◆ SOURCE DOCUMENT ◆
══════

On Wed, Jul 8, 2015 at 10:11 PM, Steev Klimaszewski <st...@gentoo.org>
wrote:

> On Wed, 2015-07-08 at 21:11 +0200, Tobias Klausmann wrote:
> > Hi!
> >
> > On Wed, 08 Jul 2015, Ciaran McCreesh wrote:
> > > On Wed, 8 Jul 2015 20:07:34 +0200
> > > Tobias Klausmann <klaus...@gentoo.org> wrote:
> > > > In essence, assuming we can "just scale" to make CI work is
> > > > ignoring the matter of the slower archs. And I suspect the "it
> > > > works on amd64, fuck everyone else" is not something we want to
> > > > pick as a motto.
> > >
> > > "It works on amd64 on a clean build system" is a heck of a lot better
> > > than "it may or may not work on one developer's heavily modified
> > > box"... The point of testing is not to catch all problems. It's just
> > > there to catch some simple screwups, cheaply.

══════

◆ DATA EXCERPT ◆
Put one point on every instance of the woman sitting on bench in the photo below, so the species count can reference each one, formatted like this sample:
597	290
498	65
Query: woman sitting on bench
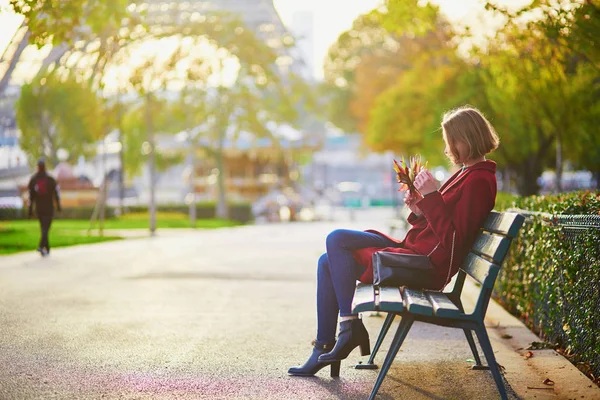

══════

◆ EXERCISE BRIEF ◆
Continue the mailing-list thread on continuous integration testing across architectures from the point where the text above stops.

◆ RESULT OF THE EXERCISE ◆
> >
> > Agreed. Still, in my experience, problems that are not seen on
> > amd64 are the vast majority of timesinks. Usually, by the time
> > non-amd64 shows up on a non-security bug, the Basic Bullshitâ„¢ has
> > been sorted. And even if it isn't: Arches are usually quick to
> > point it out and the rest of arches move on to the next bug. The
> > truly arch-dependent bugs are what wastes my time:
> >
> > For example:
> >
> > - dependencies not being keyworded for arch or ~arch but only
> >   amd64/~amd64
> > - dependencies not even building on ~arch, but on ~amd64
> > - package assuming availability of gcc/ghc/Python-X.Y when
> >   arch/~arch only has something for <Y or <X
> > - my favourite: assuming udev is at version X for arch/~arch when
> >   it has been broken there for roughly twelve kernel versions due
> >   to udev/systemd upstream not caring. The information is one
> >   equery-y command line away, but no, let's file that bug.
> >
>
> That's a failing of the arch team or the committer then - or whomever
> keyworded the package without testing the dependencies.  That's why the
> keywording bugs happen when dependencies change - and yes, occasionally
> a dependency loses it's keywords and that may be where the issue comes
> from, I'm not sure.  This used to be watched very closely, but I believe
> the tool being used broke at some point.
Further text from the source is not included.